> Exercise task
Give a verbatim repeat of the lines that run from the line containing "target: white fleece blanket" to the end of the data below.

> Provided data
============

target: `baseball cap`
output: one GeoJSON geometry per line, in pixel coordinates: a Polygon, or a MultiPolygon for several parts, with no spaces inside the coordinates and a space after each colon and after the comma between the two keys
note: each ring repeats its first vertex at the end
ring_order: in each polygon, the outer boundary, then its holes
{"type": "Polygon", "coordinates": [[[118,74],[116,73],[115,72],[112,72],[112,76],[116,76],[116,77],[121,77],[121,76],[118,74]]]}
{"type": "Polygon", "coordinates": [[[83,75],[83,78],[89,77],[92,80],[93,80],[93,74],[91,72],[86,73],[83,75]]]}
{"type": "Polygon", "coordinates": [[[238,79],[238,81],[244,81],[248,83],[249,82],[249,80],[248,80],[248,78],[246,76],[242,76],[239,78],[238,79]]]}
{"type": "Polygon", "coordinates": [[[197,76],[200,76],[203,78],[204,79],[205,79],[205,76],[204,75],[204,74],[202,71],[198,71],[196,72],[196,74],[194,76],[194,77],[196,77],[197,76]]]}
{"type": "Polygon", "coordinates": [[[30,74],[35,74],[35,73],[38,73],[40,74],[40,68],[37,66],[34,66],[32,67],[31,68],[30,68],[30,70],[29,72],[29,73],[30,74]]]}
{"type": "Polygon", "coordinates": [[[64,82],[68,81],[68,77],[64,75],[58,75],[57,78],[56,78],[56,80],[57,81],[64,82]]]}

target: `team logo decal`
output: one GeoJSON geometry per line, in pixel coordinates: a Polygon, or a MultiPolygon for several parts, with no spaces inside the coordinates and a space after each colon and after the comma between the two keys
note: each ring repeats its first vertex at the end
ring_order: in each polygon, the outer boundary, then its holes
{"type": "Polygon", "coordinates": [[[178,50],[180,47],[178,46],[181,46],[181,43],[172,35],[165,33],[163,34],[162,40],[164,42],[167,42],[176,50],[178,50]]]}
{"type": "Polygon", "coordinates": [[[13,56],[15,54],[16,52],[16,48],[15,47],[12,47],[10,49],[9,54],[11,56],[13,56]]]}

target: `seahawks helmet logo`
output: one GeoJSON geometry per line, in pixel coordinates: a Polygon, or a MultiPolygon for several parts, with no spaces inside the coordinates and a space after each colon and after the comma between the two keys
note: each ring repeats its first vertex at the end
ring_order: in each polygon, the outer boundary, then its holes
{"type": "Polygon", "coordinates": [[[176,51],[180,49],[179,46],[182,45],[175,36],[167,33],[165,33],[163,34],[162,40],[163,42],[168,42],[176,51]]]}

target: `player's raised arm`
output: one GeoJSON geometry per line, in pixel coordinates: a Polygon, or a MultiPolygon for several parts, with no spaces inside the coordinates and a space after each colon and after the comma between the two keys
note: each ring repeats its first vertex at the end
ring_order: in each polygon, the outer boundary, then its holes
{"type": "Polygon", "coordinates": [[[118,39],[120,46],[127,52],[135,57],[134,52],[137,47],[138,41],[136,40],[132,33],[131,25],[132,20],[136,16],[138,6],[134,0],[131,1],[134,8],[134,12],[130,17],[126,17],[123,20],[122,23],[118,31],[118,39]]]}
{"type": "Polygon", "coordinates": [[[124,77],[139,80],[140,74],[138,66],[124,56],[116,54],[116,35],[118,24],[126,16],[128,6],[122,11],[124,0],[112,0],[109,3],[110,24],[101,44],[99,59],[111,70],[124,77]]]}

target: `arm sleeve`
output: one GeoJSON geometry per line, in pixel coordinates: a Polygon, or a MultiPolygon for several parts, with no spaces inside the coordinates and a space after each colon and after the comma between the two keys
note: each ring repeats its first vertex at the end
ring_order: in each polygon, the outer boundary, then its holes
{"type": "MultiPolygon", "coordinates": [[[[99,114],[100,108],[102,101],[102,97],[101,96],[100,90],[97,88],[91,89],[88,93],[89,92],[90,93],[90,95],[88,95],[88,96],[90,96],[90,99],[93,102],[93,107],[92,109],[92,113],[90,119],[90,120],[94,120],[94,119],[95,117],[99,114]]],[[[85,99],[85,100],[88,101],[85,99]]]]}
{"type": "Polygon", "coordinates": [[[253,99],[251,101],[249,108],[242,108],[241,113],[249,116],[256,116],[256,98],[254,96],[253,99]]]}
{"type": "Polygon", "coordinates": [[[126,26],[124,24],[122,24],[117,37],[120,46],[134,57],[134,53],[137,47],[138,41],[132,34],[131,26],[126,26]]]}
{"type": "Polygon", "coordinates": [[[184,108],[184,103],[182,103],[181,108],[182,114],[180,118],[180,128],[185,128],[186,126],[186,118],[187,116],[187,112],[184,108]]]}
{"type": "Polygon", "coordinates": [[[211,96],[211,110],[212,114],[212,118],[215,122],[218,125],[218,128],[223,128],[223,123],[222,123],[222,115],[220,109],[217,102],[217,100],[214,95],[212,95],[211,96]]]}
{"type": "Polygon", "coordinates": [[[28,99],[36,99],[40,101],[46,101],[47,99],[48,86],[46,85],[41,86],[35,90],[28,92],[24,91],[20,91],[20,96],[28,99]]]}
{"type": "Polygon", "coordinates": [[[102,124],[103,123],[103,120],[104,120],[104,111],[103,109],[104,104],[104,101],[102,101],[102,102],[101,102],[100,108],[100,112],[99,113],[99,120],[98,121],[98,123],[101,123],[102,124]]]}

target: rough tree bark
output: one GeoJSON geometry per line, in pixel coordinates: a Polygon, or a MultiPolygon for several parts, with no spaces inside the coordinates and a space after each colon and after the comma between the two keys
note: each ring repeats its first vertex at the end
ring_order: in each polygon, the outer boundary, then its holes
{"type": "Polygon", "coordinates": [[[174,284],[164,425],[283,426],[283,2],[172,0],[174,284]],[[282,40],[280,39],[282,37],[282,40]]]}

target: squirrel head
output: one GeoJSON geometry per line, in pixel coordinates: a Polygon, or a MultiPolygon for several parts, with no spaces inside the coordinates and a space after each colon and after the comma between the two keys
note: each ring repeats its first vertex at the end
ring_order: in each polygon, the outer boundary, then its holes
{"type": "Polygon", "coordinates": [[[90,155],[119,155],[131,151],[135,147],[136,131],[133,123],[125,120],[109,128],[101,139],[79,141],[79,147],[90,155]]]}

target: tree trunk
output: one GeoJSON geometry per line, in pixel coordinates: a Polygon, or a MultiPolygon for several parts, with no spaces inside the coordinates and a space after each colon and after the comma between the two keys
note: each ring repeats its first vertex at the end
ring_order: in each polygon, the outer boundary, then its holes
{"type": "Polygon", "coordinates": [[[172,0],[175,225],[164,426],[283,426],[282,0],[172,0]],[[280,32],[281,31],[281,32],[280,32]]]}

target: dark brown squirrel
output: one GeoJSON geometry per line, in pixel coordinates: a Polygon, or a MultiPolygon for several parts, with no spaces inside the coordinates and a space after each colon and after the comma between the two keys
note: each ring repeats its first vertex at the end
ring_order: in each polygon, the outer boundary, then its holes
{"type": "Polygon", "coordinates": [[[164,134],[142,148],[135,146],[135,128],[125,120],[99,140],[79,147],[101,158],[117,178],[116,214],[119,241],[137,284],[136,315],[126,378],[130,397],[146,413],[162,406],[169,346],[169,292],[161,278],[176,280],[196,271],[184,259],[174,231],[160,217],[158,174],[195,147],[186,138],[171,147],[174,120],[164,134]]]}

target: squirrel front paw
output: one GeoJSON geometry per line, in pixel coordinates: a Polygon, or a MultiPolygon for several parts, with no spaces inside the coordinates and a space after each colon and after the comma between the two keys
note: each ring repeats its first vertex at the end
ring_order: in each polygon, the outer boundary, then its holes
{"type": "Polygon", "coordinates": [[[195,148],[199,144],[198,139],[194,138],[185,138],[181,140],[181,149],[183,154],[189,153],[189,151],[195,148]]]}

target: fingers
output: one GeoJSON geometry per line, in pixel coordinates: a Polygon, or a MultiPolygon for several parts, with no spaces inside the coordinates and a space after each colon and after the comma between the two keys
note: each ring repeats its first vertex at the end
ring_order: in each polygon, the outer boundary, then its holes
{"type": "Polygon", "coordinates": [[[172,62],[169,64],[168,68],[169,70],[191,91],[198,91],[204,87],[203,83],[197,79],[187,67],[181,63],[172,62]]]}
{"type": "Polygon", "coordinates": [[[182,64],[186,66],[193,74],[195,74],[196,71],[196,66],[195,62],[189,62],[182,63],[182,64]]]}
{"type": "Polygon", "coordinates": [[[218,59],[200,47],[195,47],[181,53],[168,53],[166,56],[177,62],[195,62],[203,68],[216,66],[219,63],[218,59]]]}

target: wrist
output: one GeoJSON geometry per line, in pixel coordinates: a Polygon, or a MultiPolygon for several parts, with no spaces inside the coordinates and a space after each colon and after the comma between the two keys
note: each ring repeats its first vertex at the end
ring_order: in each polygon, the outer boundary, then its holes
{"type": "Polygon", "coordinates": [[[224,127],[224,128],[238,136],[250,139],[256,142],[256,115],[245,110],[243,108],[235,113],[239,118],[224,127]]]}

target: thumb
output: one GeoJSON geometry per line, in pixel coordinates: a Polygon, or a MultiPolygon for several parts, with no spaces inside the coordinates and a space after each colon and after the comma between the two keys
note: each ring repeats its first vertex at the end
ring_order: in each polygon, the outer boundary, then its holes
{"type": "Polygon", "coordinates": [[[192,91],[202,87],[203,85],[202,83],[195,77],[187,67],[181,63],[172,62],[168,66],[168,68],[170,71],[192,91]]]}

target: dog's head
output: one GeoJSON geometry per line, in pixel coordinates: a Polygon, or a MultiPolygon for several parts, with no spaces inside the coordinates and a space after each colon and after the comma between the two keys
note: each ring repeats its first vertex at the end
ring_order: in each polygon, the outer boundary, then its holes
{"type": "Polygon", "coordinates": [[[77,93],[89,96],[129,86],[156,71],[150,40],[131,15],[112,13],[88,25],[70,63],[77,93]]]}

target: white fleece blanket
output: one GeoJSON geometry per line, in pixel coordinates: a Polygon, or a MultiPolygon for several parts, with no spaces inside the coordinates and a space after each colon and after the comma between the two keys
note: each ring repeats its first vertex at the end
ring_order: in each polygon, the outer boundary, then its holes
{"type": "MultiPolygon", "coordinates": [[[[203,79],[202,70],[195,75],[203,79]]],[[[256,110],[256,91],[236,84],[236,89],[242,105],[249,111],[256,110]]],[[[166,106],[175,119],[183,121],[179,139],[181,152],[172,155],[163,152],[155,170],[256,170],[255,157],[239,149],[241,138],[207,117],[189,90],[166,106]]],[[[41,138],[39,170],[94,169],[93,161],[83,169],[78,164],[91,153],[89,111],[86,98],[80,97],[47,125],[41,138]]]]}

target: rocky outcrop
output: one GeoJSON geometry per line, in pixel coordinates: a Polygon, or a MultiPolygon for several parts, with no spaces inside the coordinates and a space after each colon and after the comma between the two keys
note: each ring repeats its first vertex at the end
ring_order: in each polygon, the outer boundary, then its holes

============

> Finished task
target: white fleece blanket
output: one GeoJSON geometry per line, in pixel coordinates: a Polygon, or a MultiPolygon for several parts, with no spaces inside the coordinates and a space after each colon and after the comma between the two keys
note: each ring repeats its first vertex at the end
ring_order: in each polygon, the outer boundary, then its holes
{"type": "MultiPolygon", "coordinates": [[[[203,79],[202,70],[195,75],[203,79]]],[[[256,110],[256,91],[236,84],[236,89],[242,105],[249,111],[256,110]]],[[[166,106],[175,119],[183,121],[179,139],[181,152],[172,155],[163,152],[155,170],[256,170],[255,157],[239,149],[241,138],[207,117],[189,90],[166,106]]],[[[41,138],[39,170],[94,169],[93,161],[83,169],[78,164],[91,153],[89,111],[86,98],[80,97],[47,125],[41,138]]]]}

target: rocky outcrop
output: one GeoJSON geometry per line, in pixel coordinates: a Polygon, or a MultiPolygon for several parts, with no spaces inside the coordinates and a space after each colon and after the comma between the two keys
note: each ring repeats its first vertex at the end
ring_order: in each polygon, the outer boundary, then its holes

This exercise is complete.